_Information supplied_.
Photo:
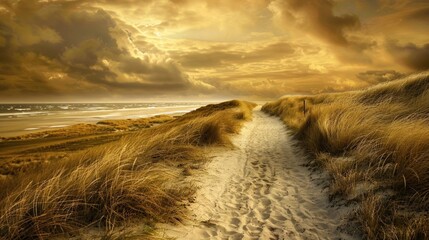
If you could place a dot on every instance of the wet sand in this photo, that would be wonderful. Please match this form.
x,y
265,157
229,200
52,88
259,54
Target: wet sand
x,y
29,122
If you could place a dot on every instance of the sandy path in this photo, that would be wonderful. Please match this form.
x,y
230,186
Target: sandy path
x,y
260,190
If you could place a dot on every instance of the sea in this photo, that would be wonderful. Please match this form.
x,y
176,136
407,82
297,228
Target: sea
x,y
18,119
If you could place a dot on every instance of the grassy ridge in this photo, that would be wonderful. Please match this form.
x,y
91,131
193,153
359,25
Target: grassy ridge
x,y
142,176
375,145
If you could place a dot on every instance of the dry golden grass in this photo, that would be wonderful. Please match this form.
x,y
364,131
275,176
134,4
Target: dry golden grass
x,y
375,145
140,177
102,127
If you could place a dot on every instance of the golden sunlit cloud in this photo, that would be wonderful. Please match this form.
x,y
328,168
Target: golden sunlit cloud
x,y
187,49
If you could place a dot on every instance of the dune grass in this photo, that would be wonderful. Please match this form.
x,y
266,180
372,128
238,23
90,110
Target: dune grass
x,y
374,144
140,177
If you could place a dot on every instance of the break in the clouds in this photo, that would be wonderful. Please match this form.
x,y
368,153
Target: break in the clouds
x,y
100,50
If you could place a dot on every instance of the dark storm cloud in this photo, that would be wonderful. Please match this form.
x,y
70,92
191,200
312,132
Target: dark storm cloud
x,y
78,43
215,57
413,56
378,76
317,18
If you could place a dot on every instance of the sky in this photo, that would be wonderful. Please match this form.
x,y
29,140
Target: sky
x,y
193,50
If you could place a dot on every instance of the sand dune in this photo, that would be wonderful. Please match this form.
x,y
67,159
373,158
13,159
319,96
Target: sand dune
x,y
260,190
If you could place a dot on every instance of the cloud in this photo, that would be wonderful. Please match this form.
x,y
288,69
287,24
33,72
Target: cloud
x,y
410,55
317,18
216,58
85,45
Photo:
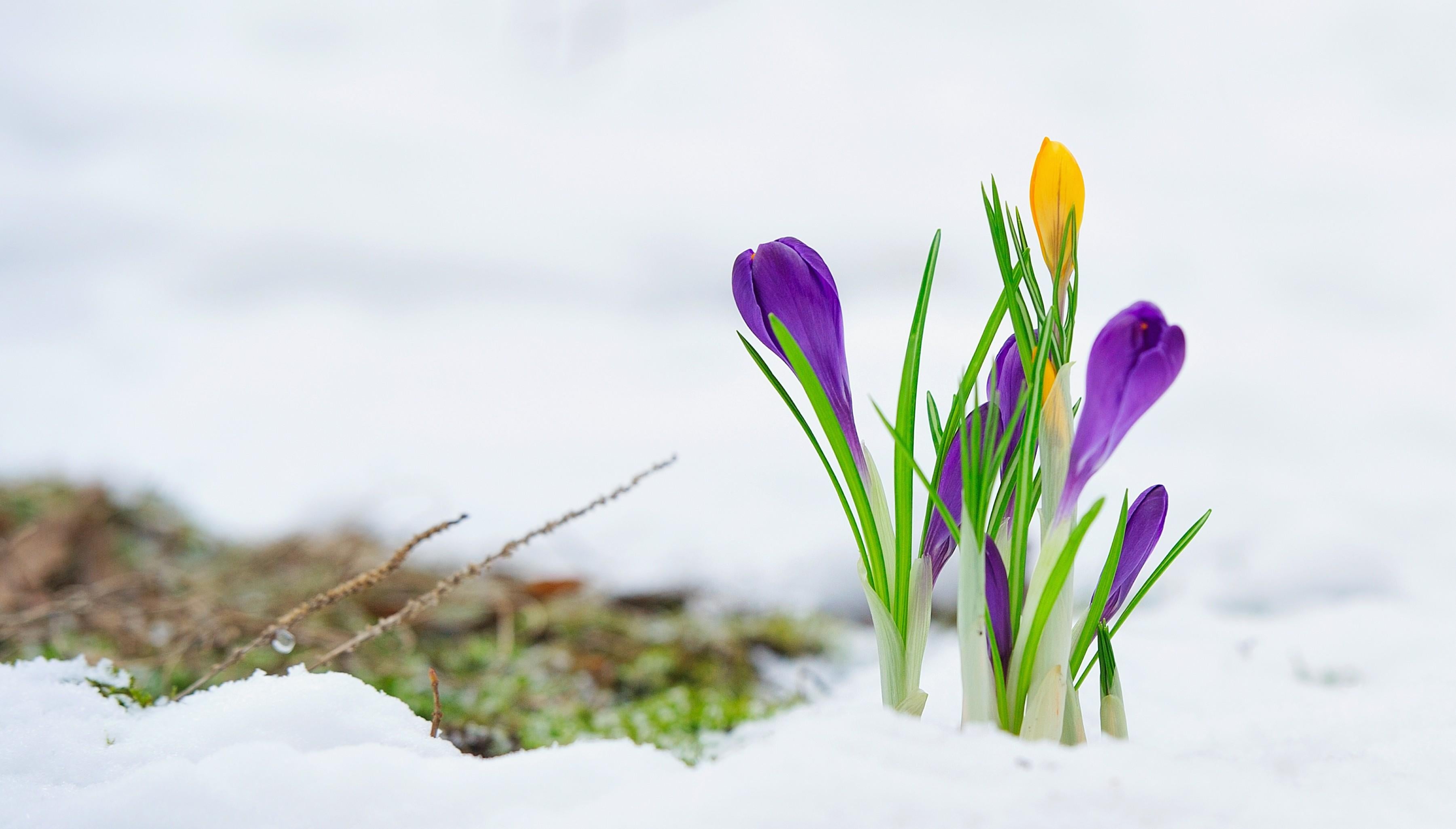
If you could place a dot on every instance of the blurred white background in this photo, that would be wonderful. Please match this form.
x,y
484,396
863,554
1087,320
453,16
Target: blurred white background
x,y
296,264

_Aim of the task_. Beginning at the line that contains "the sand dune", retype each line of the data above through the very last one. Do not retype the pictures.

_Correct result_.
If you could place a dot on every instance of the sand dune in this photo, that would be wonderful. Please match this form.
x,y
67,159
373,158
13,159
319,96
Target: sand dune
x,y
260,190
If you could place a dot on every instance of the cloud in this photo, that would be wonderful. Please match this form.
x,y
288,69
287,24
33,72
Target: cloud
x,y
410,55
317,18
216,58
85,45
Photo:
If you could place a dot on every instance of the blurred white background in this photo, that would be wonderful. Please match this form.
x,y
484,396
863,554
1087,320
453,16
Target: blurred white background
x,y
296,264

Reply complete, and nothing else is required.